▸ **Extract to read**:
+---+

However, concerning the tragic death in question, we did in fact include in Suffer the Little Children the statement which the Christian Brothers had publicly made confirming that a boy had died following a fall over banisters at Artane and that this had been as a result of an accident. We further included the order's own explanation as to what had occurred.

Despite this, the fact remains that several former inmates of Artane, eye-witnesses to the tragedy, continue to believe that questions need to be answered with regard to this death. The coroner's report sheds no new light on this issue; it states that a boy died as a result of internal injuries following a fall over banisters at the school.

It is relevant to note that this particular incident now forms part of the extensive Garda investigation into the hundreds of allegations of severe physical and sexual abuse of boys by Christian Brothers at Artane up to the late 1960s.

Ms O'Brien's second point of criticism relates to whether or not Sr Stanislaus Kennedy was aware in the late 1970s that boys in St Joseph's Industrial School, Kilkenny were being sexually abused. As we have already repeatedly pointed out, our source in this area was never the individual social worker to whom Ms O'Brien refers.

Our primary source is none other than Sr Stanislaus's own statement to gardai, made when they interviewed her in 1995 in the course of their investigations into the abuse of boys at the Kilkenny institution. In this, she stated that she was told that the boys were being physically abused by a care worker at the institution, and she continued: "I picked up on it that he [the care worker] might have been sexually abusing them as well."

Later in her statement she said the following: "With regard to what happened in St Joseph's, you simply did not ask." This statement was signed by Sr Stanislaus in the presence of her solicitor. It is important to note that we also included in our book Sr Stanislaus's subsequent denial that she was aware of such sexual abuse at the time.

Your contributor Ms O'Brien is perfectly entitled to defend the record of the religious orders with regard to their activities in this country. However, attempting to shoot the messenger is no substitute for a proper debate on the very serious issues and questions which we seek to analyse in Suffer the Little Children.

+---+

▸ **Data for analysis**:

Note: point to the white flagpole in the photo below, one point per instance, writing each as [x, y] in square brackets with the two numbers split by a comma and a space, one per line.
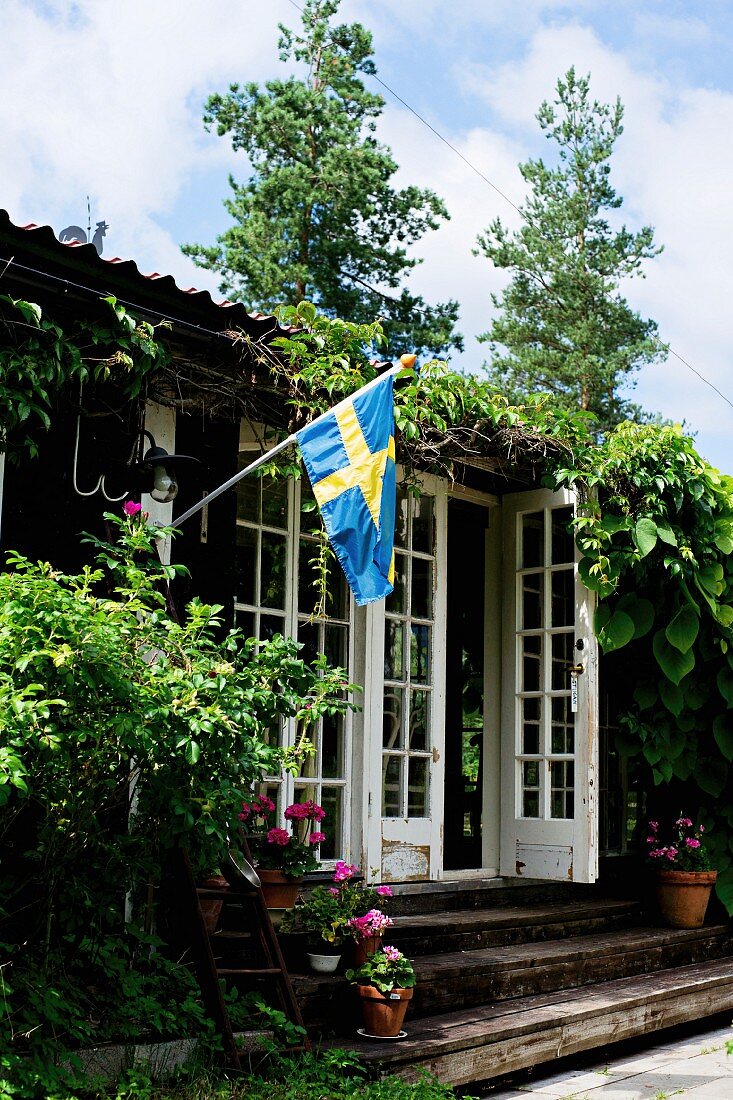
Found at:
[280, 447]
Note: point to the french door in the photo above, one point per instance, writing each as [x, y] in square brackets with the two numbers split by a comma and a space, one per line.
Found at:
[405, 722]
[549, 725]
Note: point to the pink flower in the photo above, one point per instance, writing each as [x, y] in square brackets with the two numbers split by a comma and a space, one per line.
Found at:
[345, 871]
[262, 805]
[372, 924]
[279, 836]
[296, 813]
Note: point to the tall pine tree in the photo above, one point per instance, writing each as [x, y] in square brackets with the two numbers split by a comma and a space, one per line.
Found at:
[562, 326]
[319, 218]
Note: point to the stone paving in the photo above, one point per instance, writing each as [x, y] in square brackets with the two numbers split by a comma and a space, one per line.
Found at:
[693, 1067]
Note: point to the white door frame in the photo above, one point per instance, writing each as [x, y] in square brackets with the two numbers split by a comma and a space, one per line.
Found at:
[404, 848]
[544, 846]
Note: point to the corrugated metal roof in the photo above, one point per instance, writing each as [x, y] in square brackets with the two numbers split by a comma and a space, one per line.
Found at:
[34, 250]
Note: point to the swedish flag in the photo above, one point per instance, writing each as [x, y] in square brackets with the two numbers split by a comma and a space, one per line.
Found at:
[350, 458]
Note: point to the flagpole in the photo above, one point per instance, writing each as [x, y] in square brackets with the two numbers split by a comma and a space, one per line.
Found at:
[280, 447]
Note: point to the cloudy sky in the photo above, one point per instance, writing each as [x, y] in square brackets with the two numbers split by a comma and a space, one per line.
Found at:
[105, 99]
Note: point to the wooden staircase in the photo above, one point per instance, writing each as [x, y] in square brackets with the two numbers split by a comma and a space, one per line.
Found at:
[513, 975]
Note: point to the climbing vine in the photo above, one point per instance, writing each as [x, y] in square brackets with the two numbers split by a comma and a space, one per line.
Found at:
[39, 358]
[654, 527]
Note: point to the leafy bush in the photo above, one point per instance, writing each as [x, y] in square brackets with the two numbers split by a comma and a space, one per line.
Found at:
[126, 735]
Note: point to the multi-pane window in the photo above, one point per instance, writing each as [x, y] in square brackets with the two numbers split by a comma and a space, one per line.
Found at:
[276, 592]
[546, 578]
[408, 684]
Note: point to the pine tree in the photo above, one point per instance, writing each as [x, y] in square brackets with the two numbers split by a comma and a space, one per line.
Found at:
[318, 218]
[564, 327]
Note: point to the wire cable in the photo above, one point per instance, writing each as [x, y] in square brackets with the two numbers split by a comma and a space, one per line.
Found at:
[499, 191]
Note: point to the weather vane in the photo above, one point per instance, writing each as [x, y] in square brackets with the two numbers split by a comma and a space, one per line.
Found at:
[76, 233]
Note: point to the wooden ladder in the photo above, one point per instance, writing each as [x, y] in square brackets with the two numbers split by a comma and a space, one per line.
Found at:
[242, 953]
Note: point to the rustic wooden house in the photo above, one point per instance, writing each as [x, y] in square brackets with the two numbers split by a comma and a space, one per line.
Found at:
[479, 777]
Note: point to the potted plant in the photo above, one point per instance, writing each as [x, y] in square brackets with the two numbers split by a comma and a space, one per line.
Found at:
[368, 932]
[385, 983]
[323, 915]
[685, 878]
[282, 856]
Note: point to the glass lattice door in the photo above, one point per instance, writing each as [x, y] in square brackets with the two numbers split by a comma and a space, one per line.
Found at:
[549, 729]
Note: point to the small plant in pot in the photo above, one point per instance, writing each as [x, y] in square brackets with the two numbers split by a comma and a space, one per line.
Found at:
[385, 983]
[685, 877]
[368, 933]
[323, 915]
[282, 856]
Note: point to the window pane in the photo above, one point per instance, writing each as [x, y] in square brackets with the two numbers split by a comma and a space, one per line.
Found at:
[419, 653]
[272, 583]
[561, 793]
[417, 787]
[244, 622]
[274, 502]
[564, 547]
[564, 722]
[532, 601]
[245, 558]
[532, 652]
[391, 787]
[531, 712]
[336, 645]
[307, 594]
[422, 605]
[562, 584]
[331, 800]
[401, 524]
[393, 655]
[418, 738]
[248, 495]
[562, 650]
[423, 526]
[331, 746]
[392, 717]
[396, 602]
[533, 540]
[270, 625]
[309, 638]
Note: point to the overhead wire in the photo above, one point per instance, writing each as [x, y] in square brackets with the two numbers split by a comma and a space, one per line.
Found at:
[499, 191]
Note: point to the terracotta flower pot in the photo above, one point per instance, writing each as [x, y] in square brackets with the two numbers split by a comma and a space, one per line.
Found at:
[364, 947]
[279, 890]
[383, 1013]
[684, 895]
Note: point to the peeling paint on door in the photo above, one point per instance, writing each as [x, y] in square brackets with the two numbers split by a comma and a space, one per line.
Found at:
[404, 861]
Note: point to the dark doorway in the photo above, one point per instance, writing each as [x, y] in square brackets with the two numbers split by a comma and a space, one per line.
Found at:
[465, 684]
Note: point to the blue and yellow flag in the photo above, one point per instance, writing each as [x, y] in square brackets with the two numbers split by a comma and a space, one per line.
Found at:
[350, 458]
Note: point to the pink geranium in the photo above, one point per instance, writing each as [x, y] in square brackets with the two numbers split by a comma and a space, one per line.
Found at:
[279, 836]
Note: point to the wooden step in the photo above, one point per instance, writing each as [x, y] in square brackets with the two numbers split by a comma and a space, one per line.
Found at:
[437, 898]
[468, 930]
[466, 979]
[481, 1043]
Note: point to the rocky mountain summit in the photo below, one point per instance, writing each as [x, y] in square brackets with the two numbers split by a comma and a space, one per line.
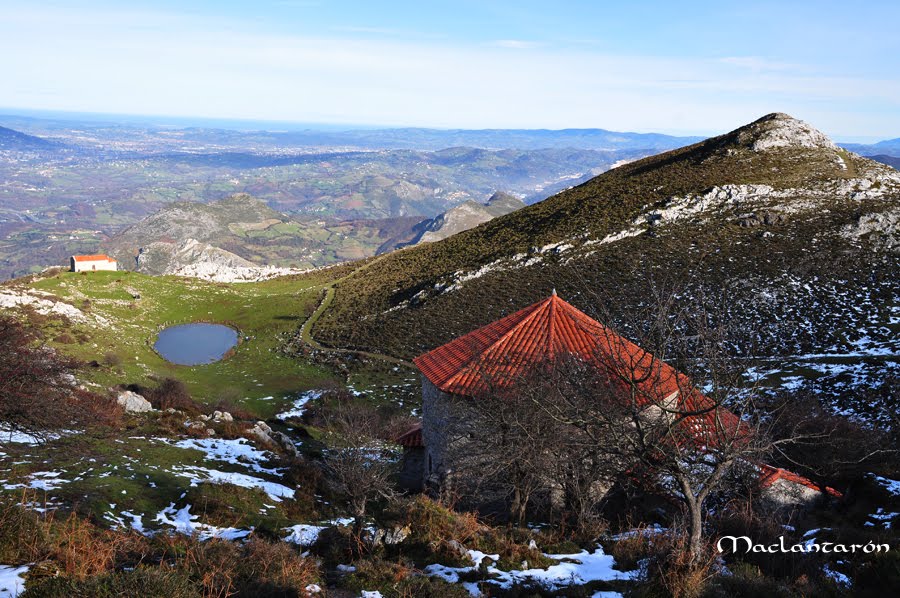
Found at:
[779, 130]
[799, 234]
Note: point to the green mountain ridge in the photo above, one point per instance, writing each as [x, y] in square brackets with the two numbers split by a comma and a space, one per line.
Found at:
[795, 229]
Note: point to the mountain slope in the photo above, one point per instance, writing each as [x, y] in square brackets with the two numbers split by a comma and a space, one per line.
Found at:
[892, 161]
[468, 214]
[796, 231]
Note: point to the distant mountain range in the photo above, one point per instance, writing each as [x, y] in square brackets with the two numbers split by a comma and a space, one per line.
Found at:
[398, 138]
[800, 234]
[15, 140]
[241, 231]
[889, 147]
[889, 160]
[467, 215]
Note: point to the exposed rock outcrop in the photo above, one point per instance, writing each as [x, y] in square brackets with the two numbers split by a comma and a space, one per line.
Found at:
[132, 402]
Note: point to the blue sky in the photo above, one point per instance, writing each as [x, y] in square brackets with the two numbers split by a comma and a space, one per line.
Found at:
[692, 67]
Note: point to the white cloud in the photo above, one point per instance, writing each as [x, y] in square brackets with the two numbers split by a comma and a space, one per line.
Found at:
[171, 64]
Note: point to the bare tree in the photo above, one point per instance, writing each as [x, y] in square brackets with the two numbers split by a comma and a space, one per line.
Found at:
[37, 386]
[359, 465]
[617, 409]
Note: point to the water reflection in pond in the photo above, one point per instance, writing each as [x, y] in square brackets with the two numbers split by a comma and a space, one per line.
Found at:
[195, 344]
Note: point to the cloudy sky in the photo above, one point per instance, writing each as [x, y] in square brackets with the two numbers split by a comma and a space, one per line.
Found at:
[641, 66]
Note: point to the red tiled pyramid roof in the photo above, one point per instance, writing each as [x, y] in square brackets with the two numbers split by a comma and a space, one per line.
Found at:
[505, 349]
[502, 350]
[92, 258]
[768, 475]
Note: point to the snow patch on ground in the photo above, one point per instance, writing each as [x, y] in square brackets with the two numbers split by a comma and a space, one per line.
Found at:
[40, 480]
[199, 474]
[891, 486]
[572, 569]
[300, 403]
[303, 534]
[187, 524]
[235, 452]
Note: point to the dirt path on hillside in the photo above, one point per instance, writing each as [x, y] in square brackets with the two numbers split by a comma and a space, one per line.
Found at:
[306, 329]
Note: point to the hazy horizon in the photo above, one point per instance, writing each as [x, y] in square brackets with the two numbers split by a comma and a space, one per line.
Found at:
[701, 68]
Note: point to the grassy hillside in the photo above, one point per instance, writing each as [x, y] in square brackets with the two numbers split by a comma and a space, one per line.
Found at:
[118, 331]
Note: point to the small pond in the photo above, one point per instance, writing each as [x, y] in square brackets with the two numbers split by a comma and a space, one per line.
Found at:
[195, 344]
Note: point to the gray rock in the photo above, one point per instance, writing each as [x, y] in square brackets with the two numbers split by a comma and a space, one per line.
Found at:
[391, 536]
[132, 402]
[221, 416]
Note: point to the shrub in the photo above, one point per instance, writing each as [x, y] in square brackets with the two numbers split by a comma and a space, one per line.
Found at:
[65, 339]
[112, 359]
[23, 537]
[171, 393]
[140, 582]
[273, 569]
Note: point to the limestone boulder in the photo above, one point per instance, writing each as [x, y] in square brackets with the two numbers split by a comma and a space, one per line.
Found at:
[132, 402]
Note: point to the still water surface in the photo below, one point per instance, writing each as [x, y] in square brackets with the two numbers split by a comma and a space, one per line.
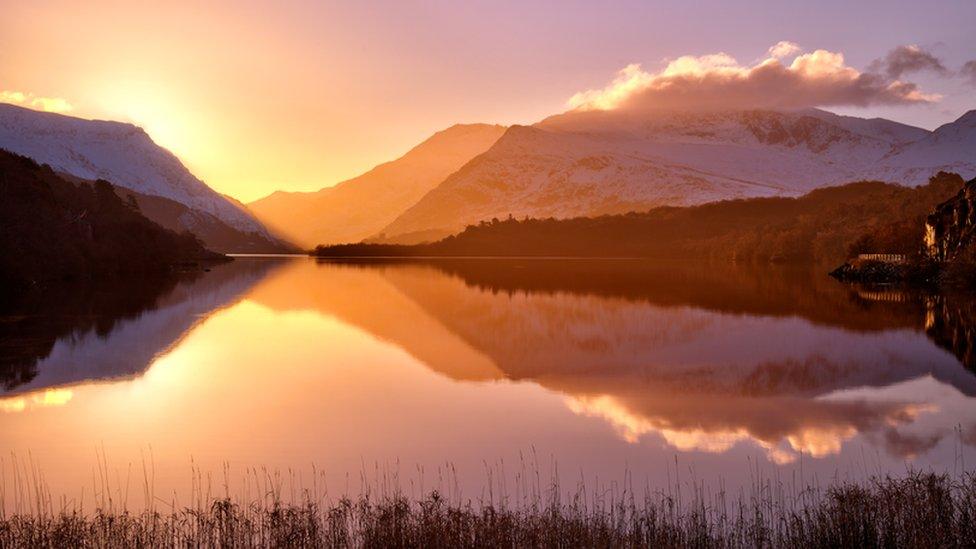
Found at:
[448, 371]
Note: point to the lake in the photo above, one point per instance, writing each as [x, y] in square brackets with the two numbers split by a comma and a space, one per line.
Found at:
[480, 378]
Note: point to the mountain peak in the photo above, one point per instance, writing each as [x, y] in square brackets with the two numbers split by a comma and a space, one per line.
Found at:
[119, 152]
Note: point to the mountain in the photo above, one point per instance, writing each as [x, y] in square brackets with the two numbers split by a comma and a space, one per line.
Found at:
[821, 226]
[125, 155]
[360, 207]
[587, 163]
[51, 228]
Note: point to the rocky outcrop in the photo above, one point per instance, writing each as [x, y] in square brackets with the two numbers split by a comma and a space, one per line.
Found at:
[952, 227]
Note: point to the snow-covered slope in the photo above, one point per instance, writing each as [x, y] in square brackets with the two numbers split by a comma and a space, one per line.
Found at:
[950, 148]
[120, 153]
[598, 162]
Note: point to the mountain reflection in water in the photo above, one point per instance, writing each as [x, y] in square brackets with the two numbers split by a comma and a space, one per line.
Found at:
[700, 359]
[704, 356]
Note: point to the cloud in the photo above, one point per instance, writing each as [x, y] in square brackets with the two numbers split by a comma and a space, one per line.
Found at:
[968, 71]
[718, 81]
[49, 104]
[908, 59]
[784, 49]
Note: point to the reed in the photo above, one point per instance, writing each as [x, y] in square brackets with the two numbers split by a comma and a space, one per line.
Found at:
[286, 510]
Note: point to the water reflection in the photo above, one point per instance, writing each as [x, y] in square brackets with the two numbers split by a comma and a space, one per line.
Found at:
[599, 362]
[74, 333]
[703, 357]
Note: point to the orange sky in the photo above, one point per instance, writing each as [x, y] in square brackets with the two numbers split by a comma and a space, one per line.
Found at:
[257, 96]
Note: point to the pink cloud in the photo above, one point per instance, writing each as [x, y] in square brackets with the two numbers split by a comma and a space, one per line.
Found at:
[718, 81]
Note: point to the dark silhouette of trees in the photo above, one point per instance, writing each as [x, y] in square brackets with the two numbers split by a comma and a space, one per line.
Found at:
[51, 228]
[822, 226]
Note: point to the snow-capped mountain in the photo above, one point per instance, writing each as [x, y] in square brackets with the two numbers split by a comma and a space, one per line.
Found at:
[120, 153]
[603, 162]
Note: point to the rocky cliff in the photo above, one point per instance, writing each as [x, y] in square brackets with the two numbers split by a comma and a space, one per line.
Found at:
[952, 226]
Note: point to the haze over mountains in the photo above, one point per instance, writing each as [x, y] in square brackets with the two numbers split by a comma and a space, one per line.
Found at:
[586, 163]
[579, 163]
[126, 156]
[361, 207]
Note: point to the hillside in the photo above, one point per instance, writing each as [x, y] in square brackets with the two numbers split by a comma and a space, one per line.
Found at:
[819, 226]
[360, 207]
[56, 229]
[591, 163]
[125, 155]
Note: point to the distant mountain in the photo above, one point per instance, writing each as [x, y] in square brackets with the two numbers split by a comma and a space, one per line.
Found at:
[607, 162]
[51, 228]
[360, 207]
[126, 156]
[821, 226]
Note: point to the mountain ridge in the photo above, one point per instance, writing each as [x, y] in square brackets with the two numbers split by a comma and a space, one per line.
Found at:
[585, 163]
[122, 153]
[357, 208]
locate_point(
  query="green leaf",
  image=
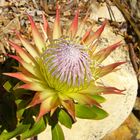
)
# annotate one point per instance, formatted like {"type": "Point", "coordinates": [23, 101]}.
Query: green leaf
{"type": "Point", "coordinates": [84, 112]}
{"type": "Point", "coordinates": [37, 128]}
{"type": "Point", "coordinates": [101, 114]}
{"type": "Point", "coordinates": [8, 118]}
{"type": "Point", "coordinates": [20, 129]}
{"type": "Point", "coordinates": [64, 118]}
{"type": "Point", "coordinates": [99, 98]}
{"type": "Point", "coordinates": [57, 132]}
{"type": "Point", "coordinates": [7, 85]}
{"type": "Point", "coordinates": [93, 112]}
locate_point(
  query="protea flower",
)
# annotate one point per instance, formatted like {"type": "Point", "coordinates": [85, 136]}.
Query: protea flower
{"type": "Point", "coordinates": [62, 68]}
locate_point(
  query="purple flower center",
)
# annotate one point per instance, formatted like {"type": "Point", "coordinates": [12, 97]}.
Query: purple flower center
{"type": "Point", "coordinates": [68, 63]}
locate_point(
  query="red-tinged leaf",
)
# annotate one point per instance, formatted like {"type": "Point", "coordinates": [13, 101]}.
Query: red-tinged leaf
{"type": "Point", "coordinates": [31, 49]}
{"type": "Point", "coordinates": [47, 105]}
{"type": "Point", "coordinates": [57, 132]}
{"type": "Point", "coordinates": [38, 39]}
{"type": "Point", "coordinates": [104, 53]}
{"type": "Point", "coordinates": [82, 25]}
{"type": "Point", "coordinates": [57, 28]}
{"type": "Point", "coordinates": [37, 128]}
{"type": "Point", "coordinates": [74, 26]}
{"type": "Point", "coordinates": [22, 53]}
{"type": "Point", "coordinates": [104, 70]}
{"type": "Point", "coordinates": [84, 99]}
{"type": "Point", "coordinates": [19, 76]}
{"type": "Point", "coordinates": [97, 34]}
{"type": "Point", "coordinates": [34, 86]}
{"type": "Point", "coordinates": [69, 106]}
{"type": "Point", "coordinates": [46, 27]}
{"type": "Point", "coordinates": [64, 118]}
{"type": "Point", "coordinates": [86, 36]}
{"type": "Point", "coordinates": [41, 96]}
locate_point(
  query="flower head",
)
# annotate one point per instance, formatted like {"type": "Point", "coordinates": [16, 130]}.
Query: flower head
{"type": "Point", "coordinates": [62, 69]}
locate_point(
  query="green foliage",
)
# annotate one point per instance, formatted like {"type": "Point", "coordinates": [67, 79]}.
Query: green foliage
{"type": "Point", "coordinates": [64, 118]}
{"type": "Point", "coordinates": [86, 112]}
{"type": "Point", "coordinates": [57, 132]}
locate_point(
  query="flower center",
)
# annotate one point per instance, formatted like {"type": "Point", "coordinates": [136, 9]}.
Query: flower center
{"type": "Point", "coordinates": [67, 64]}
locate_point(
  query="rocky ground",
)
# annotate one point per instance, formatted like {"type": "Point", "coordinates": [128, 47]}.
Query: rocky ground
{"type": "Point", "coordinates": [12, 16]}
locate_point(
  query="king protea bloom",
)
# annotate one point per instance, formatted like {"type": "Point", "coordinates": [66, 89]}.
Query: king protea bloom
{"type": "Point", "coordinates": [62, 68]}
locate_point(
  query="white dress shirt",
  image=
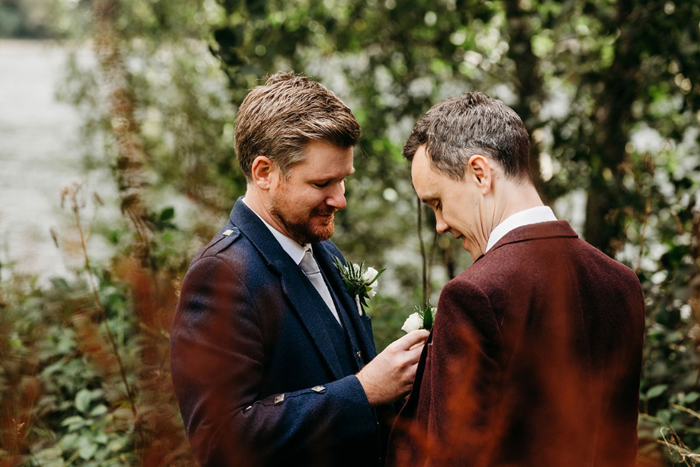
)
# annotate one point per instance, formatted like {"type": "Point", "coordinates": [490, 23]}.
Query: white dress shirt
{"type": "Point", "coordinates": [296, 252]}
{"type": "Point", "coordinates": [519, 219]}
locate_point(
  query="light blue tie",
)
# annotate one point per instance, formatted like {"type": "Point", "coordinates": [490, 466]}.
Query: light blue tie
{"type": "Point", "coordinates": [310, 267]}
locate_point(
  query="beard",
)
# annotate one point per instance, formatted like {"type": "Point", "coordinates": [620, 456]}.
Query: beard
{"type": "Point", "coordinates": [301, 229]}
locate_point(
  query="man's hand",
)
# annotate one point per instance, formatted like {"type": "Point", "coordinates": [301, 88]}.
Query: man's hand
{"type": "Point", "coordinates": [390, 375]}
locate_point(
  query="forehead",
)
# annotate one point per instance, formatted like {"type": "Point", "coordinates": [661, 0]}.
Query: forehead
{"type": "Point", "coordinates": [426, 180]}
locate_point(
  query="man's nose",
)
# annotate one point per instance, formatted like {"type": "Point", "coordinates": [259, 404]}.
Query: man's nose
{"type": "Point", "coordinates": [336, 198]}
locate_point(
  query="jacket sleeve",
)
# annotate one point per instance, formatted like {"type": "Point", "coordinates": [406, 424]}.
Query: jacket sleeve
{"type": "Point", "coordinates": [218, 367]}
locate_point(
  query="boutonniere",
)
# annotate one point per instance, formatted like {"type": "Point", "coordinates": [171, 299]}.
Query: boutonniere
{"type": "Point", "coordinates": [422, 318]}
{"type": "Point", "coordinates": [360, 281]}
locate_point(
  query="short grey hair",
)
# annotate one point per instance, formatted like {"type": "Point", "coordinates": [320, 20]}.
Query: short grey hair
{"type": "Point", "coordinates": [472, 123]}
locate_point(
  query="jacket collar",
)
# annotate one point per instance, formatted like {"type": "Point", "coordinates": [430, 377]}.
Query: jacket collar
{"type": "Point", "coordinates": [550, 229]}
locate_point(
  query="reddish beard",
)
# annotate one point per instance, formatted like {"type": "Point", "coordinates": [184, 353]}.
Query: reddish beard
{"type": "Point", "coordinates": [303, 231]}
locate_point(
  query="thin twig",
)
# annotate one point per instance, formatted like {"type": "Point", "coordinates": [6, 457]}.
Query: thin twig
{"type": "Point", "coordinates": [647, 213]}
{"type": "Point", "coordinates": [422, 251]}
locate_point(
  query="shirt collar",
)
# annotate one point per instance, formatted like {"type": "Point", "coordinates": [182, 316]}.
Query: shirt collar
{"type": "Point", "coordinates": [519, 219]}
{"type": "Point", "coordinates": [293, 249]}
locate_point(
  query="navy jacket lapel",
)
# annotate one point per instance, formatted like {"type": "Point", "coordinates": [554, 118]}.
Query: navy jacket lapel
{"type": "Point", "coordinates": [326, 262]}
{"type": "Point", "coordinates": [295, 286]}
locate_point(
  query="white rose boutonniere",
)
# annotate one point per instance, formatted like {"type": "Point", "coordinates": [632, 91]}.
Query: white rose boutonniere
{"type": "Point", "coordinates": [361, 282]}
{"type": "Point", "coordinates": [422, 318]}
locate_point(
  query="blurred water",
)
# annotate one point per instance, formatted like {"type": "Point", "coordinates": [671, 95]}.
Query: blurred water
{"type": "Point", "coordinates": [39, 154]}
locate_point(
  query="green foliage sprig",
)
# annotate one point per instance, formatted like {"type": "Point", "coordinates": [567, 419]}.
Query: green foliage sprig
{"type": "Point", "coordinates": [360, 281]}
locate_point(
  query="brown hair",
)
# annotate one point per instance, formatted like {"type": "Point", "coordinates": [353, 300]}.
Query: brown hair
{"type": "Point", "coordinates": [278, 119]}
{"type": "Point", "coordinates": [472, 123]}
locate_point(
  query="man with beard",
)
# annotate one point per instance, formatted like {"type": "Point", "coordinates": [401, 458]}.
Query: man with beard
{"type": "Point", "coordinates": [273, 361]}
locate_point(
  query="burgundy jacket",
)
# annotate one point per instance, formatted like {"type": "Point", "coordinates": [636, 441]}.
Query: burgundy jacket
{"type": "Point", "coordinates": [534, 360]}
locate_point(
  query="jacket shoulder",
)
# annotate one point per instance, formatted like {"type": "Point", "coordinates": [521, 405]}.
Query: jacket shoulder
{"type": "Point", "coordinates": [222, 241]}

+---+

▸ **Exercise description**:
The letter above defends the book Suffer the Little Children. List everything the letter says its writers included in that book.

▸ **Exercise response**:
- The statement the Christian Brothers publicly made confirming that a boy had died following a fall over banisters at Artane and that this had been the result of an accident
- The order's own explanation of what had occurred
- Sr Stanislaus's subsequent denial that she was aware of such sexual abuse at the time